◆ **Description of the task**
Arrange each line of the data below as an item in a numbered list, omitting any blank lines.

-- Start of Exercise input --

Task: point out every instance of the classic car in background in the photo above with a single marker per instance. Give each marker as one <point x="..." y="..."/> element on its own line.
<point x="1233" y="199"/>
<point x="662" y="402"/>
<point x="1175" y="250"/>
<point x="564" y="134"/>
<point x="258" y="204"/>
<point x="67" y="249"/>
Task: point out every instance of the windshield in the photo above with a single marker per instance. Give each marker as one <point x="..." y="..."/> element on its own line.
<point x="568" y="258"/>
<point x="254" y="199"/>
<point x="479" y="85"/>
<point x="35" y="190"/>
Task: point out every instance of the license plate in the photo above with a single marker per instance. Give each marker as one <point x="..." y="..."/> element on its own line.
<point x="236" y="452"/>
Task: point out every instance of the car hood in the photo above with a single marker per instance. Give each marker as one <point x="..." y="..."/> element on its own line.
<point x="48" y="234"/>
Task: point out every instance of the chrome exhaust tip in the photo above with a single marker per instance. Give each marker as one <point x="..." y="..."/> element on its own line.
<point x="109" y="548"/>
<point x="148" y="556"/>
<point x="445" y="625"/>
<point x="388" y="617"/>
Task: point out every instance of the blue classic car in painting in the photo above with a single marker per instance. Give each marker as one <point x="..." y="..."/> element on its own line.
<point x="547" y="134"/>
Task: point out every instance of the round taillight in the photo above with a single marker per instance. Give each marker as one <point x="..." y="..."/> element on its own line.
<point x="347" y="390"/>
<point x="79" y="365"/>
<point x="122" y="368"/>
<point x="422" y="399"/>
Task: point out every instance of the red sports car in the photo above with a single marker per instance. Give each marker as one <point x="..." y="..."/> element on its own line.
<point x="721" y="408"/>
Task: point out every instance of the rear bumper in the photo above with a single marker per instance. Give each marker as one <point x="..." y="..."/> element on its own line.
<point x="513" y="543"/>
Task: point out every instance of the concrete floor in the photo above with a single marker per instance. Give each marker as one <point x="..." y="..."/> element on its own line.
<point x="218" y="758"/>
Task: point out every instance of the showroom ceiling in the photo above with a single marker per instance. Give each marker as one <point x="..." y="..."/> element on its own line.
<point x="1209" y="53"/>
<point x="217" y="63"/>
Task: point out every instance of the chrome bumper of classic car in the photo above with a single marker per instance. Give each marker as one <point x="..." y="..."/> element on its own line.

-- End of Exercise input --

◆ **Exercise answer**
1. Task: point out every instance of the classic car in background in the photo above with a single marker per instance. Give each marker as one <point x="..." y="..."/> element on its own line.
2. <point x="1233" y="199"/>
3. <point x="662" y="402"/>
4. <point x="1175" y="250"/>
5. <point x="564" y="134"/>
6. <point x="258" y="204"/>
7. <point x="67" y="249"/>
8. Task: point out every instance of the windshield in the photo above with a single marker per instance. Give each marker as one <point x="..." y="..."/> element on its own line.
9. <point x="568" y="258"/>
10. <point x="254" y="199"/>
11. <point x="479" y="85"/>
12. <point x="35" y="190"/>
13. Task: point out every instance of the license plate in the photo above with a single marker per instance. Give each marker as one <point x="..." y="..."/> element on its own line.
14. <point x="236" y="452"/>
15. Task: point out every instance of the car hood in the photo above with a single marker per instance. Give each marker as one <point x="..." y="..."/> element on its own line.
16. <point x="48" y="234"/>
17. Task: point out every instance of the chrome exhaust tip in the photo above with a single marker per instance. Give each marker as one <point x="..." y="..."/> element on its own line.
18. <point x="109" y="548"/>
19. <point x="148" y="556"/>
20. <point x="445" y="625"/>
21. <point x="388" y="617"/>
22. Task: point out every instance of the blue classic car in painting in the photo above with a single marker per instance. Give each marker as one <point x="..." y="..."/> element on its own line.
23. <point x="547" y="134"/>
24. Task: point out every instance of the round taillight in the photo above with a single marker per instance. Give each marker as one <point x="..." y="..."/> element on its own line.
25. <point x="347" y="390"/>
26. <point x="79" y="365"/>
27. <point x="122" y="368"/>
28. <point x="422" y="399"/>
29. Task: point out every instance of the red sports car in the photo above with a single marker per instance. Give each marker as one <point x="..." y="..."/> element on its own line.
30. <point x="721" y="408"/>
31. Task: point out every instance of the rear bumper in the photo above with a single marker per instance. Give each marker as one <point x="..." y="..."/> element on its own line.
32. <point x="513" y="543"/>
33. Task: point out every instance of the concrete floor in the photo above with a single marker per instance. Give each marker as one <point x="..." y="..."/> element on its own line.
34. <point x="218" y="758"/>
35. Task: point out every instance of the showroom ceiling in the photo above with a single marker per instance. Give each marker as one <point x="..." y="..."/> element on its own line.
36. <point x="1209" y="53"/>
37. <point x="217" y="63"/>
38. Task: point out every instance of the chrome bumper of classic car in the photo above with a single marker per instance. Give each marker as one <point x="..." y="..."/> element on its own line.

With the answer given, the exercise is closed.